[Input material Boundary: Start]
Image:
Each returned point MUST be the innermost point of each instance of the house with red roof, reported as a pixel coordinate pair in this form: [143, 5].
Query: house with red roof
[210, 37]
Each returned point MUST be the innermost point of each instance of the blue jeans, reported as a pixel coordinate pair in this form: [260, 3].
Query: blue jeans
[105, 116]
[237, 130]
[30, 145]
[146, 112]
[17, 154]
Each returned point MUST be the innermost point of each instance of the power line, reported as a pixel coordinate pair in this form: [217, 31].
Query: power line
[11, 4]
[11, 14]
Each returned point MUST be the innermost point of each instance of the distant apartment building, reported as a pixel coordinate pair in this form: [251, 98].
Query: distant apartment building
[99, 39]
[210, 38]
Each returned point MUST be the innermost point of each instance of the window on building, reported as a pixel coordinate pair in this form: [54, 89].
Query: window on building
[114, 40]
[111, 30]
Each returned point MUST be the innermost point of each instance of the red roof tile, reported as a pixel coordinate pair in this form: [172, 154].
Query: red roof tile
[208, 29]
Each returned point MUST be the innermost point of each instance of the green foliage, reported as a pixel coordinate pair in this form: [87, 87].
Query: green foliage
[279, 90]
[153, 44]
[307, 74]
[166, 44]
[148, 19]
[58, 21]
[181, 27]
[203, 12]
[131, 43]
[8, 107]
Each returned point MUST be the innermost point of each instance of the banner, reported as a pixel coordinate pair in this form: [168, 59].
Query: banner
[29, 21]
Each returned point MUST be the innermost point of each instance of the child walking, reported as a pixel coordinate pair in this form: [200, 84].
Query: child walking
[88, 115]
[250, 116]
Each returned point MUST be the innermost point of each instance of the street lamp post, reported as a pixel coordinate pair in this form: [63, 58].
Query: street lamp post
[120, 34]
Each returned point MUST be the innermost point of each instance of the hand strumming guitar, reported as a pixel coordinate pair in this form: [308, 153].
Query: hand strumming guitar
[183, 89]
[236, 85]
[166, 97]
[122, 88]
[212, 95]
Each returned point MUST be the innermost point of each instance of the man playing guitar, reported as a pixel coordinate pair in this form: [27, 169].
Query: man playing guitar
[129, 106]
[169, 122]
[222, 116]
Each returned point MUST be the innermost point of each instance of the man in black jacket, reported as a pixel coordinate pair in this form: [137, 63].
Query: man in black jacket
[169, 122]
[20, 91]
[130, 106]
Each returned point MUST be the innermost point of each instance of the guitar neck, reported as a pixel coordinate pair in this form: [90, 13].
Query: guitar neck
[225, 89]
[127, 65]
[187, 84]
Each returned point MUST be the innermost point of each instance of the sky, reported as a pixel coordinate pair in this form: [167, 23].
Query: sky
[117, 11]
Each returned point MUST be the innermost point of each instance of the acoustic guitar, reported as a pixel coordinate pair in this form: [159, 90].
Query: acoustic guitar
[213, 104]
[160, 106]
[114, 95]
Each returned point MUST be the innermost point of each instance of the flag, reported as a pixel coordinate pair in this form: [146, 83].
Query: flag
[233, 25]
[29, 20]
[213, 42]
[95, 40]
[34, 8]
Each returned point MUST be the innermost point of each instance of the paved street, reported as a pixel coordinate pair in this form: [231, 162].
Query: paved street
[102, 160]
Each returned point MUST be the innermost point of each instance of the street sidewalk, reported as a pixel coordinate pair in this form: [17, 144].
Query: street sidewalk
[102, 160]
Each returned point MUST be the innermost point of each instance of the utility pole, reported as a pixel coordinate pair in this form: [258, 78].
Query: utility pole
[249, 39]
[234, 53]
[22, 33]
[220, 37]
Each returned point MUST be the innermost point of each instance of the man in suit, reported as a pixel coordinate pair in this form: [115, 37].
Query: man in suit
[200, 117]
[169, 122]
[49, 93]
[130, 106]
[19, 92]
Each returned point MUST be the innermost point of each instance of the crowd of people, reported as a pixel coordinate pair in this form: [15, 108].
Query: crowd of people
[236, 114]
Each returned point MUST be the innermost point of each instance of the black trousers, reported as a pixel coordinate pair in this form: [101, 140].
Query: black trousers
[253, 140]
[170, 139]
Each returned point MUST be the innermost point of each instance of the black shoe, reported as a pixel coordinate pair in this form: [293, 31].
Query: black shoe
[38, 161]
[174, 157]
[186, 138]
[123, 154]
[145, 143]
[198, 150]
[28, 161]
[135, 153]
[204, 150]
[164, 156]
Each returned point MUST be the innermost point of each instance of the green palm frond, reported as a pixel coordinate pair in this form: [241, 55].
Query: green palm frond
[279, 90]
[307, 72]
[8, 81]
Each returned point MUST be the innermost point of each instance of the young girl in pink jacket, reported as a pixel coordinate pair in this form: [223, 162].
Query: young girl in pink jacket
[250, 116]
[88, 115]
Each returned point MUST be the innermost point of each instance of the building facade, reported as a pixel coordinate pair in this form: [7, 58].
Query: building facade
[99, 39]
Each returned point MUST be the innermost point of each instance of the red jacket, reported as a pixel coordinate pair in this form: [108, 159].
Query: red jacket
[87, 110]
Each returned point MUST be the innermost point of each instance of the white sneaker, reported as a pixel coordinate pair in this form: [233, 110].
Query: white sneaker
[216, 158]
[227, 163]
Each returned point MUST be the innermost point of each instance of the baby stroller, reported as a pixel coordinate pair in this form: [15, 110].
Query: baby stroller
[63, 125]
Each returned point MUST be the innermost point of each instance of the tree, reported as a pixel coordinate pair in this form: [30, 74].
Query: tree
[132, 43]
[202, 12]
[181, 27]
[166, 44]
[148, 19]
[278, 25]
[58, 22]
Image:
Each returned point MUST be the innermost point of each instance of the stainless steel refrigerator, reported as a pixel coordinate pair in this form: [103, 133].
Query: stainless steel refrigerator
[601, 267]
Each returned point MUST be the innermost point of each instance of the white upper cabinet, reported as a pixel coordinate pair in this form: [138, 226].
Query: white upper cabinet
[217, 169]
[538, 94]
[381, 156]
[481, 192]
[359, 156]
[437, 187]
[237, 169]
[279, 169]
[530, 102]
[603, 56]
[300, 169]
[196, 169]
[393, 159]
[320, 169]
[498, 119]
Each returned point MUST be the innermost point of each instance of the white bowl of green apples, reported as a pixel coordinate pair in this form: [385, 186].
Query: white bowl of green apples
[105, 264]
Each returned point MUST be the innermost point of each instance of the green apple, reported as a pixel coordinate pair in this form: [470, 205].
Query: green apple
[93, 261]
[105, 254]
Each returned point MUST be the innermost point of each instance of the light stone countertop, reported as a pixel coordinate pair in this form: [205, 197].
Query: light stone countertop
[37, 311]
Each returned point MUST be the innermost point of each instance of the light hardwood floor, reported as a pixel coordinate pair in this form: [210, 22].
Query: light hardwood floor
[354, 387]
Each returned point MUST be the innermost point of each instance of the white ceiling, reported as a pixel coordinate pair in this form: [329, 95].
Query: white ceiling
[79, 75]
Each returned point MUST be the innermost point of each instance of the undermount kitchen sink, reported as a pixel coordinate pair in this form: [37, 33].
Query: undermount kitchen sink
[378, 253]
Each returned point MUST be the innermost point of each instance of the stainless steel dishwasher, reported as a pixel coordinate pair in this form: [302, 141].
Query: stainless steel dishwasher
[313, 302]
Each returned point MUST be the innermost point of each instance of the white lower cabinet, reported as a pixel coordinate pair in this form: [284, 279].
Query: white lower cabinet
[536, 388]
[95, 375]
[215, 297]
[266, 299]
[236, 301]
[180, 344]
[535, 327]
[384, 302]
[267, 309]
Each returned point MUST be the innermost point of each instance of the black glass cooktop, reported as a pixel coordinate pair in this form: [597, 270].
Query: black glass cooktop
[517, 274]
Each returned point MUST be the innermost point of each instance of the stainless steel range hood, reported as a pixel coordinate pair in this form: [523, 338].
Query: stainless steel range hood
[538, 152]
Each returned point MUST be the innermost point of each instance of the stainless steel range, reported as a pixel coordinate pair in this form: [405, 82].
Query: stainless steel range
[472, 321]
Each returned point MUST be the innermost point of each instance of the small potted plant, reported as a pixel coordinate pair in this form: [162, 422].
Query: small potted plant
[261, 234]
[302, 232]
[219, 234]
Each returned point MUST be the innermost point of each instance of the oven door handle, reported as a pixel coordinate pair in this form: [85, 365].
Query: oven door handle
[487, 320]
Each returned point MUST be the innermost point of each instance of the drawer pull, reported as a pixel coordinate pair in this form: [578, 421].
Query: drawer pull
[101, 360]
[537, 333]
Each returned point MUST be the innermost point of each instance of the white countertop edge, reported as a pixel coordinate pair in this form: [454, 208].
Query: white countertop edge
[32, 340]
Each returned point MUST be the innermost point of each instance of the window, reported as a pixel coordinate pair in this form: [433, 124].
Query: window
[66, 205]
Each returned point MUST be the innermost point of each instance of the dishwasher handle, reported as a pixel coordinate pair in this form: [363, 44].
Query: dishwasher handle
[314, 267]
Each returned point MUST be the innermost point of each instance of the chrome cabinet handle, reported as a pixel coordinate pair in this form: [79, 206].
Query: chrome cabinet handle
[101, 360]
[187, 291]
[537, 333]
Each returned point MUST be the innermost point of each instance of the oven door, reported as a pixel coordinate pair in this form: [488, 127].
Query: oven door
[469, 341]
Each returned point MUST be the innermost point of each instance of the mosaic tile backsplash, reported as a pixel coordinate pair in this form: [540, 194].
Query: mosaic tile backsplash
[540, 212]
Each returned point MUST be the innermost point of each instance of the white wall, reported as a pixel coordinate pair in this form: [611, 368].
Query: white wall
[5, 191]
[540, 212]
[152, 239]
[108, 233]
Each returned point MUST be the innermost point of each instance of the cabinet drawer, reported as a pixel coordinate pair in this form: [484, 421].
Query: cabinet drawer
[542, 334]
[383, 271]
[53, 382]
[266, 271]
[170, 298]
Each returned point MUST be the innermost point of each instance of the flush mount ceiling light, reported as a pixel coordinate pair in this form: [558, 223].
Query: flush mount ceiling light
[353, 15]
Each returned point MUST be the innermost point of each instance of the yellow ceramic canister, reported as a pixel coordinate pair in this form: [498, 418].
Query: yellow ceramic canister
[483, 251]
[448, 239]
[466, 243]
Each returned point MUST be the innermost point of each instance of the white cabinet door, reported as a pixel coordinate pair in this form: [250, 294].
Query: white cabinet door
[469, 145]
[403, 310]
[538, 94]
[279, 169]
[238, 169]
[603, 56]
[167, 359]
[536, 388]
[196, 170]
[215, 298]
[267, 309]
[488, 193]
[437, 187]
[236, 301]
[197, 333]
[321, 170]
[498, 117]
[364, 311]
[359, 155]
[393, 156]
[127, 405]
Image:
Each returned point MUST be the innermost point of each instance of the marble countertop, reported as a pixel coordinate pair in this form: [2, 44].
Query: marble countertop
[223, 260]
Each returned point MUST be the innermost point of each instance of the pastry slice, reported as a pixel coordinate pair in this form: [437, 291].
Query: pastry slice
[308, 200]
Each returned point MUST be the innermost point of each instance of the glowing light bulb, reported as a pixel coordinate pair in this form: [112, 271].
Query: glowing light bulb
[Input material Boundary: End]
## Task description:
In the data above, retype exactly and only the lines between the one holding "form: [101, 140]." and the one holding "form: [293, 31].", inclusive.

## Solution:
Each returned point MUST be the innermost point of each instance of the black trousers, reported as a pixel coordinate pair in this form: [101, 140].
Query: black trousers
[253, 140]
[170, 139]
Each returned point MUST be the innermost point of each instance of the black shoe, reported as a pixel coordinate pair in this form: [293, 31].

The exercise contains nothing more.